- [Required tasks]
[A] Rewrite the part of the Sloan Digital Sky Survey notes that opens with the words containing "# Sloan Digital" and closes with "galaxies, QSOs, etc...", putting "spectroscopic data" in place of "spectra".
[B] Extend the Sloan Digital Sky Survey notes past their last line.

- [Source document]

# Sloan Digital Sky Survey Exploration

See the scikit-learn tutorial for all sorts of processing tips and codes, e.g. code to automaticlly interegate SDSS, data analysis, plotting, etc...
Astronomy(SDSS)-specific tutorial: http://ogrisel.github.io/scikit-learn.org/sklearn-tutorial/tutorial/astronomy/index.html#


## Ideas To Develop

PIPELINE:

Identify all objects with spectra in SDSS DR14 - stars, galaxies, QSOs, etc...

- [Source excerpt]
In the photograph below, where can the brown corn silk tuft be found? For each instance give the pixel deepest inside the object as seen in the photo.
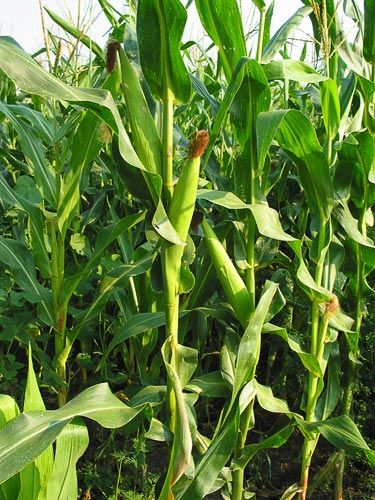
(332, 305)
(111, 56)
(198, 144)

- [Per-task outputs]
[A]
# Sloan Digital Sky Survey Exploration

See the scikit-learn tutorial for all sorts of processing tips and codes, e.g. code to automaticlly interegate SDSS, data analysis, plotting, etc...
Astronomy(SDSS)-specific tutorial: http://ogrisel.github.io/scikit-learn.org/sklearn-tutorial/tutorial/astronomy/index.html#


## Ideas To Develop

PIPELINE:

Identify all objects with spectroscopic data in SDSS DR14 - stars, galaxies, QSOs, etc...

[B]
Use SQL queries direct from pyhton -> sdss. First of all use a web browser scraper; now utilise bulk download from database

10-D color space (u-g, u-r, u-i, u-z, g-r, g-i, g-z, r-i, r-z, i-z) and redshift (s.z)[see Redshifting of a Spectrum figure above] as a data cube
Work step-wise through the data cube and form a list of objects for each step
Auto-download fits files for each object: spectra ± photometry ± images
Composite of spectra within each step, including automated normalisation techniques (check literature for best way to do this ?flat continuum, or ?line analysis), and correction to rest frame based on s.z

Automated analysis of composite spectrum - continuum and lines; use table of line spectra rest wavelenghts

Automated FHWM calculations, and velocity dispersion calculations

? automated image analysis

? tie in with radio data, IR data (2MASS, Spitzer), UV data, X-ray data (Chandra, X-Newton), gamma data, and any other publicly accessible databases

Infer some new science!

Write article.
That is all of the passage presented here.